EXERCISE PROMPT »
Give every line of the records below as a numbered list, leaving out blank lines and any pictures.

Start of ENTRIES PROVIDED

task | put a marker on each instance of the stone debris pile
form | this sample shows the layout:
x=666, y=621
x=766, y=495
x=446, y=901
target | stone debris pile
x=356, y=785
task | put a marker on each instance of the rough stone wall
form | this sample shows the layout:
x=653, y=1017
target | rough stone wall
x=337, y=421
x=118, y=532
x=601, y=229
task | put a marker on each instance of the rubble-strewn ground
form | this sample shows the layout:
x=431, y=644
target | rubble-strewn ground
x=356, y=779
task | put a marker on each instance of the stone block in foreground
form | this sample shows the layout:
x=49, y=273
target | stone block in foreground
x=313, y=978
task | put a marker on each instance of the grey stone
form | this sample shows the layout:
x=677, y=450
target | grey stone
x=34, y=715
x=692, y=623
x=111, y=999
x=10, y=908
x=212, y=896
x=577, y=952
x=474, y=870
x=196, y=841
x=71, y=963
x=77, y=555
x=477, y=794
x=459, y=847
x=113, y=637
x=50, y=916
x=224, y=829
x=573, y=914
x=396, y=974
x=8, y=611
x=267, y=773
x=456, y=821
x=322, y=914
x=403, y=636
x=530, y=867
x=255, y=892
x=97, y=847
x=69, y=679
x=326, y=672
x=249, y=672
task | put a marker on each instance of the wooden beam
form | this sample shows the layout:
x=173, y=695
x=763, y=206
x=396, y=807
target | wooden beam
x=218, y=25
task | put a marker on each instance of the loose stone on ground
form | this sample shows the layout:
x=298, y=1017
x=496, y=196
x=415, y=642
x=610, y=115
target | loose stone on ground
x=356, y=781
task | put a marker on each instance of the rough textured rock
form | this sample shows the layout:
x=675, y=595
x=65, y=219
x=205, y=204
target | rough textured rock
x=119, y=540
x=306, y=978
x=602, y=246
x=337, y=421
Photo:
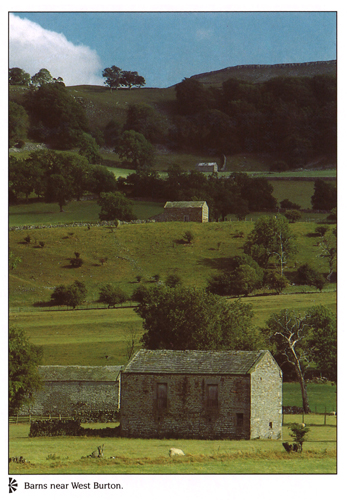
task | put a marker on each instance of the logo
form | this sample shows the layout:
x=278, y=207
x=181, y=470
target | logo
x=13, y=485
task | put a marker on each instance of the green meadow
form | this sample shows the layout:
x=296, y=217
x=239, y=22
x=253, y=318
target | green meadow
x=64, y=455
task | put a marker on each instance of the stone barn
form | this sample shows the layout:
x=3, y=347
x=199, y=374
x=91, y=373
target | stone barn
x=201, y=395
x=185, y=211
x=88, y=392
x=207, y=167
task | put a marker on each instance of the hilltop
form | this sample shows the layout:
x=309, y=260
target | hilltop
x=258, y=73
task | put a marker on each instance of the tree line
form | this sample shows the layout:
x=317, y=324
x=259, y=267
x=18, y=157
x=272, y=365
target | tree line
x=291, y=118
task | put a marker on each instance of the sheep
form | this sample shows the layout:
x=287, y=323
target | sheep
x=175, y=451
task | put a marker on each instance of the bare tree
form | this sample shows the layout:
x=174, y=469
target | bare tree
x=289, y=332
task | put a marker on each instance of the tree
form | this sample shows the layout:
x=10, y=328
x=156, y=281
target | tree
x=111, y=295
x=185, y=318
x=42, y=77
x=134, y=147
x=289, y=334
x=324, y=196
x=57, y=117
x=89, y=148
x=246, y=276
x=18, y=76
x=24, y=379
x=328, y=246
x=293, y=215
x=71, y=295
x=18, y=123
x=115, y=206
x=132, y=79
x=271, y=237
x=173, y=280
x=307, y=275
x=275, y=281
x=113, y=77
x=100, y=180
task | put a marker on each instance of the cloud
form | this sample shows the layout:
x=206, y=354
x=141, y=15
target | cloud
x=33, y=48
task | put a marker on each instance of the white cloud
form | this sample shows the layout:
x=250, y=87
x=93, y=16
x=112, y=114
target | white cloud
x=33, y=48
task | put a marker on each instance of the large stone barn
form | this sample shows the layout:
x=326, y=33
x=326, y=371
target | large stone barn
x=207, y=167
x=185, y=211
x=86, y=392
x=202, y=395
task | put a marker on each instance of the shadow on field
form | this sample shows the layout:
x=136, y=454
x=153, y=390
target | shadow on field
x=222, y=263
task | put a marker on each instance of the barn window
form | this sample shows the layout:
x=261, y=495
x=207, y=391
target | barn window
x=162, y=396
x=212, y=396
x=239, y=419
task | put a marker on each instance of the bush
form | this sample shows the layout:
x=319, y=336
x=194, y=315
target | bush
x=321, y=230
x=293, y=215
x=188, y=236
x=173, y=280
x=112, y=295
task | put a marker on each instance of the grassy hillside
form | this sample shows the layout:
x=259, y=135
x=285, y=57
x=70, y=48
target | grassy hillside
x=145, y=249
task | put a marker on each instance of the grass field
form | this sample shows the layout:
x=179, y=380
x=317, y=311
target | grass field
x=86, y=337
x=63, y=455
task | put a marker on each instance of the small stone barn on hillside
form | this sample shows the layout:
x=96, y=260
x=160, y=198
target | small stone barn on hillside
x=202, y=395
x=206, y=167
x=84, y=391
x=185, y=211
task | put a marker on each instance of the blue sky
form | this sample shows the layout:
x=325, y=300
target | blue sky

End of ENTRIES PROVIDED

RESPONSE TO THE EXERCISE »
1. task | put a marker on each instance of the stone debris pile
2. form | this sample shows the layout:
3. x=666, y=621
4. x=766, y=495
5. x=446, y=901
6. target | stone debris pile
7. x=356, y=785
8. task | put a marker on each instance of the rough stone wall
9. form | this sample shows the layout:
10. x=653, y=1017
11. target | rough stone wall
12. x=337, y=421
13. x=118, y=532
14. x=601, y=229
15. task | put a marker on each instance of the rubble-strewn ground
16. form | this sample shows the layout:
17. x=431, y=644
18. target | rubble-strewn ground
19. x=356, y=779
20. task | put a marker on each instance of the stone block in foreground
21. form | this sample shows the layout:
22. x=49, y=273
23. target | stone block in foreground
24. x=313, y=978
25. task | put a marker on each instance of the grey stone
26. form | this sample shows the layout:
27. x=677, y=450
28. target | grey stone
29. x=34, y=715
30. x=692, y=623
31. x=111, y=999
32. x=10, y=908
33. x=212, y=896
34. x=577, y=952
35. x=474, y=870
36. x=196, y=841
37. x=71, y=963
38. x=77, y=555
39. x=477, y=794
40. x=459, y=847
41. x=113, y=637
42. x=50, y=916
43. x=224, y=829
44. x=573, y=914
45. x=396, y=974
46. x=8, y=611
47. x=267, y=773
48. x=456, y=821
49. x=322, y=914
50. x=403, y=636
51. x=530, y=867
52. x=255, y=892
53. x=97, y=847
54. x=69, y=679
55. x=326, y=672
56. x=249, y=672
57. task | put a marker on each instance of the wooden beam
58. form | this sample shows the layout:
59. x=173, y=695
60. x=763, y=206
61. x=396, y=807
62. target | wooden beam
63. x=218, y=25
64. task | put a marker on each instance of the loose stone on ground
65. form | this sample shows the layout:
66. x=298, y=1017
67. x=496, y=196
68. x=415, y=642
69. x=610, y=115
70. target | loose stone on ground
71. x=356, y=781
72. task | put a marker on each instance of the rough textured rock
73. form | this sample shows the layout:
74. x=675, y=595
75. x=65, y=219
76. x=205, y=204
77. target | rough textured rock
78. x=119, y=540
79. x=306, y=978
80. x=602, y=246
81. x=337, y=421
82. Photo:
83. task | put a marker on each instance of the logo
84. form | this sample shows the layout:
85. x=278, y=207
86. x=181, y=470
87. target | logo
88. x=13, y=485
89. task | put a marker on each instance of the green meadow
90. form | this sample shows the layout:
91. x=296, y=217
92. x=239, y=22
93. x=253, y=318
94. target | green meadow
95. x=64, y=455
96. task | put a marker on each instance of the stone barn
97. form | this sample shows the layout:
98. x=3, y=347
99. x=199, y=374
100. x=91, y=373
101. target | stone barn
102. x=201, y=395
103. x=185, y=211
104. x=88, y=392
105. x=207, y=167
106. task | put a marker on each instance of the hilltop
107. form | this sample shows the layout:
108. x=309, y=260
109. target | hilltop
110. x=258, y=73
111. task | put a marker on each instance of the tree line
112. form | this sample shows the layout:
113. x=317, y=324
114. x=259, y=267
115. x=18, y=157
116. x=272, y=365
117. target | tree line
118. x=291, y=118
119. task | put a marker on each instance of the sheep
120. form | this sample shows the layout:
121. x=287, y=323
122. target | sheep
123. x=175, y=451
124. task | put a marker on each instance of the bare tree
125. form | this sample shows the layout:
126. x=174, y=469
127. target | bare tree
128. x=289, y=332
129. task | put a marker on each instance of the tree
130. form | this sample shows the layout:
131. x=10, y=328
132. x=156, y=281
133. target | tree
134. x=111, y=295
135. x=185, y=318
136. x=42, y=77
137. x=134, y=147
138. x=289, y=334
139. x=324, y=196
140. x=57, y=117
141. x=89, y=148
142. x=246, y=276
143. x=18, y=76
144. x=24, y=379
145. x=328, y=246
146. x=293, y=215
147. x=71, y=295
148. x=18, y=123
149. x=115, y=206
150. x=132, y=79
151. x=271, y=237
152. x=173, y=280
153. x=307, y=275
154. x=275, y=281
155. x=113, y=77
156. x=100, y=180
157. task | put a marker on each instance of the cloud
158. form | this sample shows the layout:
159. x=206, y=354
160. x=141, y=15
161. target | cloud
162. x=33, y=48
163. task | put a marker on each instance of the white cloud
164. form | this sample shows the layout:
165. x=250, y=87
166. x=93, y=16
167. x=112, y=114
168. target | white cloud
169. x=33, y=48
170. task | put a marker on each instance of the large stone barn
171. form | this sample shows the layout:
172. x=326, y=33
173. x=326, y=371
174. target | large stone barn
175. x=207, y=167
176. x=185, y=211
177. x=86, y=392
178. x=202, y=395
179. task | put a marker on each instance of the shadow on field
180. form | this sample shows the layout:
181. x=136, y=454
182. x=153, y=390
183. target | shadow on field
184. x=222, y=263
185. task | put a marker on each instance of the barn window
186. form | this sample shows the layout:
187. x=261, y=495
188. x=207, y=391
189. target | barn window
190. x=162, y=396
191. x=212, y=396
192. x=239, y=419
193. task | put a marker on each instance of the bush
194. form | this sample shows the layout:
195. x=319, y=336
196. x=194, y=315
197. target | bush
198. x=321, y=230
199. x=293, y=215
200. x=188, y=236
201. x=173, y=280
202. x=112, y=295
203. task | put a marker on each instance of the grassy hillside
204. form | this sample shows the layout:
205. x=259, y=135
206. x=285, y=57
207. x=70, y=48
208. target | grassy hillside
209. x=145, y=249
210. task | put a marker on each instance of the grass field
211. form | this sample shows the layout:
212. x=179, y=380
213. x=317, y=311
214. target | grass field
215. x=86, y=337
216. x=63, y=455
217. task | put a marker on each instance of the small stone barn on hillside
218. form | this sample shows the layout:
219. x=96, y=260
220. x=160, y=198
221. target | small stone barn on hillside
222. x=202, y=395
223. x=206, y=167
224. x=84, y=391
225. x=185, y=211
226. task | put a marker on each instance of the blue sky
227. form | this sample shows the layout:
228. x=325, y=300
229. target | blue sky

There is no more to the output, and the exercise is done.